BEGIN Dataset content

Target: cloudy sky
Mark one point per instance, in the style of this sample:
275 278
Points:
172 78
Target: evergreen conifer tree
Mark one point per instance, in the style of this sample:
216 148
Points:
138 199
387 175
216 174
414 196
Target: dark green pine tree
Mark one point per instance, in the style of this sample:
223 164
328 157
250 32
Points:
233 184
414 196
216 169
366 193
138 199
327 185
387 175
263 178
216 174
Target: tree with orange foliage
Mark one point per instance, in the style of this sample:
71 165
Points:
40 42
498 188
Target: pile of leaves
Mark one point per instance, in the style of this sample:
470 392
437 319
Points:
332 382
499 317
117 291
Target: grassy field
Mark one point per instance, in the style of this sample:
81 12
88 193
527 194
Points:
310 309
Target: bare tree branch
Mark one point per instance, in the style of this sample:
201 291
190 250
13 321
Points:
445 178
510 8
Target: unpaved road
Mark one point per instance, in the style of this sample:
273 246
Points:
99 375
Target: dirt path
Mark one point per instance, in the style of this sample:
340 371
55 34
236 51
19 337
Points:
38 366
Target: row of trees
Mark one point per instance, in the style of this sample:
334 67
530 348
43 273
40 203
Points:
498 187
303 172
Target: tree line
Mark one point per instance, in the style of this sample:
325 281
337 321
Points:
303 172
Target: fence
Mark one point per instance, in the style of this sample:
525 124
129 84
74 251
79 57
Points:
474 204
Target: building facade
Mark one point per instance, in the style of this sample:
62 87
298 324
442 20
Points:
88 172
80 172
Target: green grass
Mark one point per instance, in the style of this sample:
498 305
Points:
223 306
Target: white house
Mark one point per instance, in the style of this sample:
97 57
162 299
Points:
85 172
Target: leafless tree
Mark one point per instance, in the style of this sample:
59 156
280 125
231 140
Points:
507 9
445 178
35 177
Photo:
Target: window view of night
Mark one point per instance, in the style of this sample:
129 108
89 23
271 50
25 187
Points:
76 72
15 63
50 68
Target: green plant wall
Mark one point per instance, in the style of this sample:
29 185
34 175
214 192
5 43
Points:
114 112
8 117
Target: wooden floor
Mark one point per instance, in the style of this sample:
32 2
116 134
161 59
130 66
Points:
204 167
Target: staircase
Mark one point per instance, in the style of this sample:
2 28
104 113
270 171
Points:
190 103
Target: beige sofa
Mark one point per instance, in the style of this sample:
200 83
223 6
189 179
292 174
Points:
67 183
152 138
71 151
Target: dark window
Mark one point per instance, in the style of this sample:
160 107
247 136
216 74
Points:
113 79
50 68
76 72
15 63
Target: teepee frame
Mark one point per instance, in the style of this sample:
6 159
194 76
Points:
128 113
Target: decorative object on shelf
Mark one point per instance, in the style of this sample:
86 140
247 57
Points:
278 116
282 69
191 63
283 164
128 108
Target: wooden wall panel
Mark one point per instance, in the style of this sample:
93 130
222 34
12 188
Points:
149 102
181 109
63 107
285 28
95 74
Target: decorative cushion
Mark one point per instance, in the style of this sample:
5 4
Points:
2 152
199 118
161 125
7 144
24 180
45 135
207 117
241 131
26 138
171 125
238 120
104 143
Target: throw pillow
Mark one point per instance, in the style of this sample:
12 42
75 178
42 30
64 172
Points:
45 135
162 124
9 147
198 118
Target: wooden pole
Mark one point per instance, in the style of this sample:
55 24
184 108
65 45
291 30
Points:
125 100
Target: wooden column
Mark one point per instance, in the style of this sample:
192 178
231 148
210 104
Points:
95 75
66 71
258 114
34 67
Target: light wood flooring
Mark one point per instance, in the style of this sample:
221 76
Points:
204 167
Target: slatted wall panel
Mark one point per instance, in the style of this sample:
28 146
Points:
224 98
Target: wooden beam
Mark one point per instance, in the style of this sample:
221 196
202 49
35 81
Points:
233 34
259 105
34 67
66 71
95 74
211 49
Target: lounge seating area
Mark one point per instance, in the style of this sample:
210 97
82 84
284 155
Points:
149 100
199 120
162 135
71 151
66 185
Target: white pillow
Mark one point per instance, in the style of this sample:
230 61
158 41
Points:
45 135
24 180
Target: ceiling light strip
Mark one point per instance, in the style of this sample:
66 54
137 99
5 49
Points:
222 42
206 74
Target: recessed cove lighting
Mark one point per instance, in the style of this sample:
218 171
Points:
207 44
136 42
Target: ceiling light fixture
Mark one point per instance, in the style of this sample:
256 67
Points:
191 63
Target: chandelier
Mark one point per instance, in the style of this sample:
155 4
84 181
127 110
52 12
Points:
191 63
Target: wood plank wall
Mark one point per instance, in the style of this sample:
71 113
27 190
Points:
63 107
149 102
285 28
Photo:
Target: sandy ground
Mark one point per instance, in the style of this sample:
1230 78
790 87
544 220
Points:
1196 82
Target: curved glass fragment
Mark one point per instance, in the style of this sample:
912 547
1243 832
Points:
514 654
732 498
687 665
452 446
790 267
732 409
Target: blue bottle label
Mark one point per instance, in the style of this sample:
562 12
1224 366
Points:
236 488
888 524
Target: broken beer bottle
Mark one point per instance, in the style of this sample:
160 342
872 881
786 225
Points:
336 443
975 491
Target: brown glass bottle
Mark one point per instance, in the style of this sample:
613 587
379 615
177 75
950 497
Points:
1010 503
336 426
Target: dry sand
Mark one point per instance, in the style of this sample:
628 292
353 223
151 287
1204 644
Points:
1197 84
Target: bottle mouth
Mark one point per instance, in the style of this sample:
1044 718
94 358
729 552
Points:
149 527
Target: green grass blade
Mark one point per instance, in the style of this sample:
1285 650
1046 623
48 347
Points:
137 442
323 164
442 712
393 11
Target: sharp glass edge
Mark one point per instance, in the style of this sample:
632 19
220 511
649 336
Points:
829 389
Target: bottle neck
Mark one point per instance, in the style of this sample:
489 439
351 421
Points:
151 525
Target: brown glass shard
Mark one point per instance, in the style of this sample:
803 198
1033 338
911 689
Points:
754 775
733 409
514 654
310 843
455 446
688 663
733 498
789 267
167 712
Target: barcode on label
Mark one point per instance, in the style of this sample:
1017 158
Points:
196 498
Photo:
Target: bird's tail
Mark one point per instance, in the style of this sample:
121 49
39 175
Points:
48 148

END Dataset content

◆ Task details: What lines in the entries above include the string "wall"? Return each one.

◆ Result:
Target: green plant wall
Target: wooden wall panel
Target: slatted wall panel
Target: wood plank wall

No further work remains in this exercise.